─── Record set

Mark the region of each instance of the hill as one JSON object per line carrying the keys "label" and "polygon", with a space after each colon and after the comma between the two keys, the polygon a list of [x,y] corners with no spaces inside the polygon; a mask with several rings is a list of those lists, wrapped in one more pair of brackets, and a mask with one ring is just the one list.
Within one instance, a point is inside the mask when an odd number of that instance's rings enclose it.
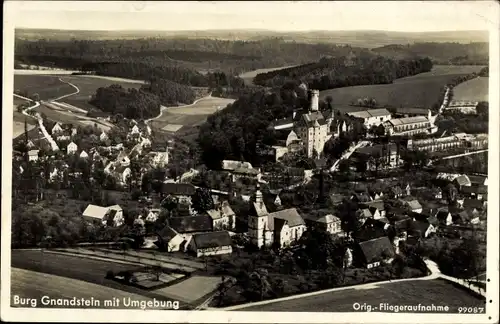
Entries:
{"label": "hill", "polygon": [[282,32],[265,29],[249,30],[198,30],[198,31],[90,31],[54,29],[16,29],[16,37],[37,40],[110,40],[135,38],[208,38],[232,41],[258,41],[268,38],[281,38],[283,41],[302,43],[337,43],[360,47],[379,47],[389,44],[411,44],[415,42],[487,42],[487,31],[441,31],[441,32],[394,32],[376,30],[354,31],[306,31]]}

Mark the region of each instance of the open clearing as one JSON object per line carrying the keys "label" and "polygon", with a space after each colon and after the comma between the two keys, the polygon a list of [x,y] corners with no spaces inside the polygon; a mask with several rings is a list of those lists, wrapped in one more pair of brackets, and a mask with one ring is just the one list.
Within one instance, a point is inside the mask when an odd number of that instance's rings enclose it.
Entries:
{"label": "open clearing", "polygon": [[478,72],[482,66],[436,66],[431,72],[397,79],[393,84],[377,84],[336,88],[320,92],[320,98],[331,96],[334,108],[341,112],[362,108],[349,106],[360,98],[374,98],[378,105],[393,107],[431,108],[437,103],[444,85],[453,78]]}
{"label": "open clearing", "polygon": [[479,77],[453,88],[453,100],[488,101],[489,78]]}
{"label": "open clearing", "polygon": [[455,287],[448,281],[435,279],[388,283],[373,289],[353,288],[240,308],[238,311],[352,312],[354,303],[366,303],[376,312],[380,310],[374,310],[374,307],[379,307],[382,302],[389,305],[448,306],[450,313],[458,313],[458,307],[485,306],[483,299]]}
{"label": "open clearing", "polygon": [[202,124],[208,116],[233,102],[234,99],[205,97],[192,105],[165,107],[158,118],[151,120],[151,126],[167,132],[177,132],[184,126]]}
{"label": "open clearing", "polygon": [[26,91],[28,95],[38,93],[40,100],[56,99],[75,92],[75,89],[59,80],[55,75],[15,75],[14,91]]}
{"label": "open clearing", "polygon": [[[164,296],[155,294],[153,291],[145,291],[105,278],[108,270],[116,273],[124,270],[135,271],[144,269],[141,266],[82,258],[79,256],[44,253],[41,250],[12,250],[11,259],[13,268],[81,280],[99,285],[99,287],[108,287],[149,298],[165,300]],[[27,283],[26,286],[27,288],[25,289],[32,289],[29,283]],[[77,292],[78,289],[72,291],[69,296],[73,296]],[[181,307],[183,306],[185,305],[181,303]]]}
{"label": "open clearing", "polygon": [[123,81],[119,78],[109,79],[105,77],[100,78],[100,77],[85,76],[85,75],[70,75],[61,77],[61,79],[66,82],[74,84],[76,87],[78,87],[78,89],[80,89],[79,93],[64,98],[61,100],[61,102],[65,102],[85,110],[89,110],[91,108],[95,109],[95,107],[89,104],[88,102],[92,97],[92,95],[95,94],[98,88],[108,87],[112,84],[119,84],[124,88],[135,88],[135,89],[138,89],[142,86],[140,81],[130,82],[132,80]]}
{"label": "open clearing", "polygon": [[268,68],[268,69],[257,69],[257,70],[253,70],[253,71],[243,72],[239,75],[239,77],[242,78],[243,81],[245,81],[246,85],[252,85],[253,79],[255,78],[255,76],[257,74],[267,73],[267,72],[276,71],[276,70],[283,70],[283,69],[293,67],[293,66],[295,66],[295,65],[282,66],[282,67],[276,67],[276,68]]}
{"label": "open clearing", "polygon": [[[113,307],[118,309],[124,308],[139,308],[139,307],[125,307],[123,306],[123,299],[132,300],[144,300],[148,301],[151,298],[141,296],[138,294],[128,293],[121,290],[103,287],[101,285],[96,285],[93,283],[75,280],[70,278],[64,278],[60,276],[55,276],[46,273],[39,273],[24,269],[12,268],[11,271],[11,306],[12,307],[23,307],[14,304],[14,296],[22,296],[24,298],[35,298],[37,299],[37,307],[51,307],[44,306],[41,304],[41,298],[43,296],[49,296],[52,299],[57,298],[73,298],[77,299],[85,298],[86,300],[99,301],[99,306],[94,307],[81,306],[78,308],[109,308],[104,307],[104,301],[112,298],[120,299],[120,306]],[[26,307],[26,306],[24,306]],[[29,306],[28,306],[29,307]],[[52,306],[57,307],[57,306]],[[71,306],[64,306],[71,307]],[[59,308],[63,308],[59,306]]]}

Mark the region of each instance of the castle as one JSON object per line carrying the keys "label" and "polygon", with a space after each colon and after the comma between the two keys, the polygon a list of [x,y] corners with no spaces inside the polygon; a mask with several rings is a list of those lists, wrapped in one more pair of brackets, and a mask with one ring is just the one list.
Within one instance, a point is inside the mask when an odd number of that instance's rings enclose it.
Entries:
{"label": "castle", "polygon": [[293,145],[300,143],[308,157],[318,157],[324,149],[325,143],[332,137],[338,136],[331,131],[334,122],[333,110],[319,111],[319,91],[310,90],[310,103],[307,112],[294,113],[291,118],[277,120],[272,127],[284,135],[281,145],[273,146],[276,159],[285,153],[295,151]]}

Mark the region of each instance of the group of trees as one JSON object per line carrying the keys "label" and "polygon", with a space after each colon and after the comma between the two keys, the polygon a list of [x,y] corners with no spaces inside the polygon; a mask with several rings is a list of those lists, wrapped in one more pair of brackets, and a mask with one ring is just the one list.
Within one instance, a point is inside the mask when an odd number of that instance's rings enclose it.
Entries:
{"label": "group of trees", "polygon": [[429,58],[395,61],[382,56],[360,56],[347,61],[346,57],[322,58],[316,63],[260,73],[254,83],[262,86],[282,86],[301,79],[309,88],[326,90],[368,84],[387,84],[395,79],[432,69]]}

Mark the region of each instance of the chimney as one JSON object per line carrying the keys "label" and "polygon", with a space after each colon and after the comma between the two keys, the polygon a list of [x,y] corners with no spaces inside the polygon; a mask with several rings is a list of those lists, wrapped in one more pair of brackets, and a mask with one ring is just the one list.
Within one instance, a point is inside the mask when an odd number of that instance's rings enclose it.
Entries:
{"label": "chimney", "polygon": [[297,112],[294,110],[293,111],[293,115],[292,115],[292,118],[295,119],[295,116],[297,115]]}
{"label": "chimney", "polygon": [[309,107],[310,111],[319,110],[319,90],[311,90],[311,105]]}

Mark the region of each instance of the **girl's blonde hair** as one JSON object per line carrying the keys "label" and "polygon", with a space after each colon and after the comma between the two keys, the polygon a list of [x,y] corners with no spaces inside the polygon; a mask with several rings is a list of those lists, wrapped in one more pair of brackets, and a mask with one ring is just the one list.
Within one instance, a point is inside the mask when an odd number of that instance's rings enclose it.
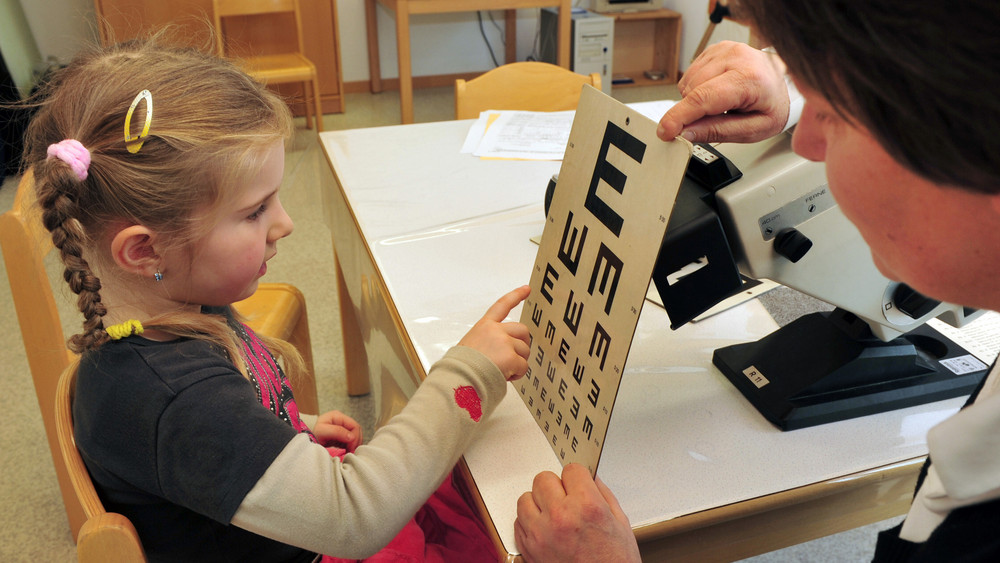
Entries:
{"label": "girl's blonde hair", "polygon": [[[143,90],[152,96],[151,127],[131,153],[125,117]],[[293,131],[284,101],[233,64],[155,38],[80,54],[43,85],[34,103],[23,165],[33,170],[42,220],[60,251],[65,279],[79,295],[83,332],[69,340],[76,352],[108,340],[101,282],[87,259],[98,265],[109,260],[97,249],[107,247],[115,229],[140,224],[171,247],[191,245],[213,226],[204,210],[235,197],[262,167],[265,150]],[[146,111],[145,103],[135,108],[132,136],[140,133]],[[48,146],[64,139],[90,151],[84,180],[62,160],[46,158]],[[221,316],[177,312],[144,324],[222,346],[245,374],[236,361],[242,344]],[[301,368],[292,346],[265,340],[290,372]]]}

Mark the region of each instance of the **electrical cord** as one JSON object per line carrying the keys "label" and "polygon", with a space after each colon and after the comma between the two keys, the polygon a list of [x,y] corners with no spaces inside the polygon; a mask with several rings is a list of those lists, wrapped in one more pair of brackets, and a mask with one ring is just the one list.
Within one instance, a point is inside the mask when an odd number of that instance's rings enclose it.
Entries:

──────

The problem
Restate word for word the lines starting at the one that contains "Mark the region of each instance of the **girl's" and ending at the last line of the data. Skip every picture.

Answer
Mark the region of each instance of the **girl's blonde hair** as one JSON object per line carrying the keys "label" and "polygon", with a space after each colon and after the comma between the two keys, the polygon a list of [x,y] corners with no spaces inside the polygon; a mask with several rings is a list of those lists, wrapped in one more pair of brackets, and a mask with one ring is just the one list.
Within one instance, a point is inside the mask when an odd number of that instance's rings enclose it.
Entries:
{"label": "girl's blonde hair", "polygon": [[[143,90],[152,96],[151,127],[131,153],[125,117]],[[293,131],[284,101],[233,64],[155,38],[80,54],[43,85],[34,103],[23,165],[33,170],[42,220],[60,251],[65,279],[79,295],[83,332],[69,340],[76,352],[108,340],[101,282],[87,259],[98,265],[109,260],[97,249],[107,247],[115,229],[140,224],[171,247],[191,245],[213,226],[204,210],[235,197],[262,167],[265,150]],[[146,111],[145,103],[135,108],[132,136],[140,133]],[[48,146],[64,139],[90,151],[84,180],[62,160],[46,158]],[[221,316],[177,312],[144,324],[222,346],[245,374],[236,361],[242,344]],[[301,368],[292,346],[265,340],[290,372]]]}

Mark the region of each instance of the **electrical cord** as one JSON object per line carrying the keys "label" and "polygon", with a space after each colon and after the comma between the two keys, the polygon a list of [x,y] corners with no spaces inside the polygon; a mask with several rings is a list of those lists, wrapped in one more pair of brackets, and a mask with one ring is just the one list.
Within one instance, a point is inside the mask when an odd number of that instance's rings enclose it.
Entries:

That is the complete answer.